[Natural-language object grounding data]
····················

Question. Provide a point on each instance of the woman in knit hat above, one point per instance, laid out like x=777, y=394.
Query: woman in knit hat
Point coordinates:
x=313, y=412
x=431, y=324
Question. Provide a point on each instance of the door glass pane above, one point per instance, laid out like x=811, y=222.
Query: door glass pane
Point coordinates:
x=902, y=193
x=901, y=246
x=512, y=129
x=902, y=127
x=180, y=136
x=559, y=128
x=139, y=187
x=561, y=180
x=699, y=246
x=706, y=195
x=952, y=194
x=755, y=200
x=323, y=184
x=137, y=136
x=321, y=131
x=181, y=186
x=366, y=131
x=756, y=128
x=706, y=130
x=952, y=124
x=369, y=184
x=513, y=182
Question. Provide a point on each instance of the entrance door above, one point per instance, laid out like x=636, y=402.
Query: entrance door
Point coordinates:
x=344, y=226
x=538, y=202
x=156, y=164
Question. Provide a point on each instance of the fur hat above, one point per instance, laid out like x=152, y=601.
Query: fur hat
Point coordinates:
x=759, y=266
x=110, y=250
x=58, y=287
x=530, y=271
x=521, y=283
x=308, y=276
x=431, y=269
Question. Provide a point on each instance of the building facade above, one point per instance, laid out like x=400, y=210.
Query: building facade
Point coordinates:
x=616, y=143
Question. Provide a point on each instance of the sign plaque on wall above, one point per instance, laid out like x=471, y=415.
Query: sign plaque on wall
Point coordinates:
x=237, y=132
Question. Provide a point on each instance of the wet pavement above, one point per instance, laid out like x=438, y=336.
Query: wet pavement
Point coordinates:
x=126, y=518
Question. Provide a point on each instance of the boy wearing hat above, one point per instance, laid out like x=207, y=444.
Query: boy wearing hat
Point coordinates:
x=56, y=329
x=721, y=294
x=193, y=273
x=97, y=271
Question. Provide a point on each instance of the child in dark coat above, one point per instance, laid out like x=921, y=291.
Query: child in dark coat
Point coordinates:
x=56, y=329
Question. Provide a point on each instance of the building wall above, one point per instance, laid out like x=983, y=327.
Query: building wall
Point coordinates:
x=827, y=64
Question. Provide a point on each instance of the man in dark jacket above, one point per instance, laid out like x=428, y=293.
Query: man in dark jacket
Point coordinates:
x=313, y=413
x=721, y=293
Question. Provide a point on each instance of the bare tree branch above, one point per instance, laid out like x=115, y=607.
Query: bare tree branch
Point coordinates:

····················

◆ Exercise description: Find the word "pavement" in the records, and report each line that has it.

◆ Response area:
Question. Provide a point on each instance of the wet pavement above, one point per instance, laid out like x=438, y=336.
Query: wet pavement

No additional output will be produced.